* [Listed entries]

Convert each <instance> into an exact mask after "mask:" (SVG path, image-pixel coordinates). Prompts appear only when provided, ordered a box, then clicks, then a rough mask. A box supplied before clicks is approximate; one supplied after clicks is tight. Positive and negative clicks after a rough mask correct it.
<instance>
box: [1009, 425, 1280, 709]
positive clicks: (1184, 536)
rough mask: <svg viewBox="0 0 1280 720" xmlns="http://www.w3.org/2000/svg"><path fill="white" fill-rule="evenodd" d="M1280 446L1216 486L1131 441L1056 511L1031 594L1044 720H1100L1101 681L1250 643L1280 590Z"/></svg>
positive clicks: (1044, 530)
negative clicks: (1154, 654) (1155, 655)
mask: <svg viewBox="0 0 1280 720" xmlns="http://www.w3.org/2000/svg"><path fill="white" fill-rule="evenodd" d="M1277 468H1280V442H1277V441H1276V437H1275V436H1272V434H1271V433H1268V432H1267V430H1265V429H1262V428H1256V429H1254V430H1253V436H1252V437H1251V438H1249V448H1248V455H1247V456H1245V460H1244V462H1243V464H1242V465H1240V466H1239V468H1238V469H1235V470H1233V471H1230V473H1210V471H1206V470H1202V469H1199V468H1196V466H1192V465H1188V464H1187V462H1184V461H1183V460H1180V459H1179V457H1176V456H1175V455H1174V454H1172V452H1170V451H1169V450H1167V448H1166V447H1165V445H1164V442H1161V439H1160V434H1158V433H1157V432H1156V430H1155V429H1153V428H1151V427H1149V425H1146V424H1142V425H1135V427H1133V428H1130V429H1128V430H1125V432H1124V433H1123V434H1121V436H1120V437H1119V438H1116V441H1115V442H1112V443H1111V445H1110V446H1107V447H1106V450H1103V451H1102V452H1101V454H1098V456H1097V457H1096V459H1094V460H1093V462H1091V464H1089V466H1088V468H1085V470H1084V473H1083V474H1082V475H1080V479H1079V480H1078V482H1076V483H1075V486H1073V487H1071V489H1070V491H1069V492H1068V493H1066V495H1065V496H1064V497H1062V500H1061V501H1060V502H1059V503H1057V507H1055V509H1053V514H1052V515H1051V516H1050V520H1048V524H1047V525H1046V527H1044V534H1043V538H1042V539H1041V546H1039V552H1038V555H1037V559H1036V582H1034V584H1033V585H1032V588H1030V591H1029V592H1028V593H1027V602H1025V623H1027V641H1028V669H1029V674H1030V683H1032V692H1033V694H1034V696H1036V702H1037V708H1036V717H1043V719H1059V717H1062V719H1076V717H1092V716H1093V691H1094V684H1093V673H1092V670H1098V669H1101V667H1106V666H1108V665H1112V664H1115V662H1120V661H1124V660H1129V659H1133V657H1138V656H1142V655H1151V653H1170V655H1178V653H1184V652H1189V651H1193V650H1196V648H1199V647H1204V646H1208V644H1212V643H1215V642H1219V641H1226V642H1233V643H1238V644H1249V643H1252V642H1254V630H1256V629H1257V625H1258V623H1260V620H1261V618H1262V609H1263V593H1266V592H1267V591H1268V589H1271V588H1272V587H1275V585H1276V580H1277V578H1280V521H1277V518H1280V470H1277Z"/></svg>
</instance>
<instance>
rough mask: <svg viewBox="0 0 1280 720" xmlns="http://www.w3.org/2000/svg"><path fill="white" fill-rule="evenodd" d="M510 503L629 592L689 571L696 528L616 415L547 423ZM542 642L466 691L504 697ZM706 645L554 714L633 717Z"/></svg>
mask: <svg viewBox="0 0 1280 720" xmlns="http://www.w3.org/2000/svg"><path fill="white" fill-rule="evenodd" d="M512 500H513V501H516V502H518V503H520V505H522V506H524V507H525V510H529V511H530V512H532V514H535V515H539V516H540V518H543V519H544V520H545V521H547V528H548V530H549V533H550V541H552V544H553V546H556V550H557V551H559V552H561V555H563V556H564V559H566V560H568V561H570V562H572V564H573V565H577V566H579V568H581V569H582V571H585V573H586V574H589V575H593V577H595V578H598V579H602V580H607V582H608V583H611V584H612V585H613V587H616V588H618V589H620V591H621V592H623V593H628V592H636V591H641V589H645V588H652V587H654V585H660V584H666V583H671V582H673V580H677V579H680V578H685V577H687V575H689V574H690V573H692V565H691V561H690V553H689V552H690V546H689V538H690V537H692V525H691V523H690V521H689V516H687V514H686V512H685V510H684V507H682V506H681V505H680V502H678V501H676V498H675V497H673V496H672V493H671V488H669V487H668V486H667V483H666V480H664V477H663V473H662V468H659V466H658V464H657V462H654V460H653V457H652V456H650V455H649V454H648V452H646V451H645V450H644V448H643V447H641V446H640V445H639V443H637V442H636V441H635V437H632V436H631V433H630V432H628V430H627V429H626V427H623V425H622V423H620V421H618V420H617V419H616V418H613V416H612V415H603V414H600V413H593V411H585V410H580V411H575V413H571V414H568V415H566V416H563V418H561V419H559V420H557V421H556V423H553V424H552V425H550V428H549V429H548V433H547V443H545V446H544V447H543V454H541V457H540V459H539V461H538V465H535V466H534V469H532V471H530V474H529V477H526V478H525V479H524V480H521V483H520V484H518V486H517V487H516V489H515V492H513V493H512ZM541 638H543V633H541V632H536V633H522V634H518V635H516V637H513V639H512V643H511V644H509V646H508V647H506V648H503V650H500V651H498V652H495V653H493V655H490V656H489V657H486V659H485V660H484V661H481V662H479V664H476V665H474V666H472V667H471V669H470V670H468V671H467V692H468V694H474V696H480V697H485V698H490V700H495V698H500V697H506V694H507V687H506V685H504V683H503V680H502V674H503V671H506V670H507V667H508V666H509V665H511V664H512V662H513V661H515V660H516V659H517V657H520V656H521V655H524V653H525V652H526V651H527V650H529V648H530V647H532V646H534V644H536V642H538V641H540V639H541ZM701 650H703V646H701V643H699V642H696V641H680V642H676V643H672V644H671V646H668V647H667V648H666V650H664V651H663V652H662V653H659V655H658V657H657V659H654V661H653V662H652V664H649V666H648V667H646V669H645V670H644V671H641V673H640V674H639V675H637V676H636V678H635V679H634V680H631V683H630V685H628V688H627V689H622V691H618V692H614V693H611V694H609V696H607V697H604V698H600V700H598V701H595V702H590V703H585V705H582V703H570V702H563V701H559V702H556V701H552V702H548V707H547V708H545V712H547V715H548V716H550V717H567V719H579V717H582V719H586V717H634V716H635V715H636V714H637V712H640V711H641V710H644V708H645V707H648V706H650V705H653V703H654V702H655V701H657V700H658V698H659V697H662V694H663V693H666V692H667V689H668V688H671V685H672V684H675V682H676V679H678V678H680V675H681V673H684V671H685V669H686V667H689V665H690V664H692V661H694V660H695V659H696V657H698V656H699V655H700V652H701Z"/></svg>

---

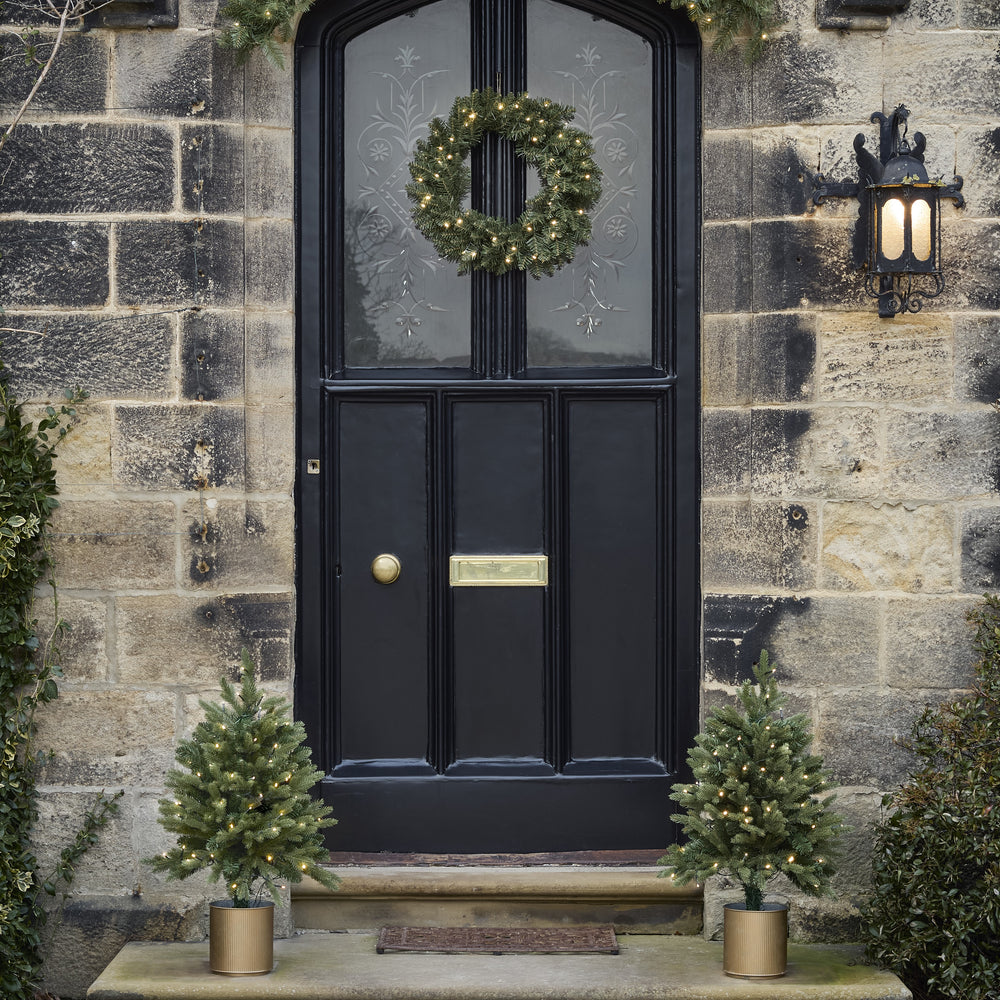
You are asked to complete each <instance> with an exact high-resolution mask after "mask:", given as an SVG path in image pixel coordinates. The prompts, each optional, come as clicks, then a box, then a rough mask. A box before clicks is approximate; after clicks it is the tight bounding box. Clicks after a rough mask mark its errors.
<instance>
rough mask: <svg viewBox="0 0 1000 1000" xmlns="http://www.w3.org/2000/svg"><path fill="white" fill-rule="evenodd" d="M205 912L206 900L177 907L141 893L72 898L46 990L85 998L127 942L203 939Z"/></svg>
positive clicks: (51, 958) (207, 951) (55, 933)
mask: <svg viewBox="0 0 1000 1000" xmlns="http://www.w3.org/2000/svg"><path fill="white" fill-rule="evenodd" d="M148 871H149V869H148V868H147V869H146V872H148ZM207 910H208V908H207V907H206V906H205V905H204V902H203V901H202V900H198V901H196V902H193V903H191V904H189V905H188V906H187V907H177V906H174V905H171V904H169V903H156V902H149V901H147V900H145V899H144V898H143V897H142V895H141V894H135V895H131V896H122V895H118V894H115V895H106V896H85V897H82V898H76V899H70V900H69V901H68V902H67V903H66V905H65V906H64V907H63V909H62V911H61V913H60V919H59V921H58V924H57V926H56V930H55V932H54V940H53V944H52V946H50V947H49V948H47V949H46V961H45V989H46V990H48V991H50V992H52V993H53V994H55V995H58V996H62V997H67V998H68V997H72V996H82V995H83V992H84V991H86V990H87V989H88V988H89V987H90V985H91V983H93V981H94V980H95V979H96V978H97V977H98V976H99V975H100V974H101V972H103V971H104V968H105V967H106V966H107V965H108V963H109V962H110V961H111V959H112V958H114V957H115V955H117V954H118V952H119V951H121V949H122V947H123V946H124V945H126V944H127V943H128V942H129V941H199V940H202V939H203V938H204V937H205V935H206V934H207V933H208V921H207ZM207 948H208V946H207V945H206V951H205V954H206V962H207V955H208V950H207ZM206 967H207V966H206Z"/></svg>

* [What needs to be done] In the entries above, find the line with "Convert each <instance>" and the line with "positive clicks: (1184, 536)", then restate word for word both of them and every line between, with nothing more.

* [Solution to this task]
Convert each <instance> into an exact mask after "mask:" (SVG path, image-pixel coordinates). Prompts appear only when provided, ordered a box, then clicks, then a rough mask. A box supplied before clicks is approximate; one supplied after clicks is tight. Positive and negative clicks after a rough mask correct it.
<instance>
box: [1009, 425, 1280, 709]
positive clicks: (1184, 536)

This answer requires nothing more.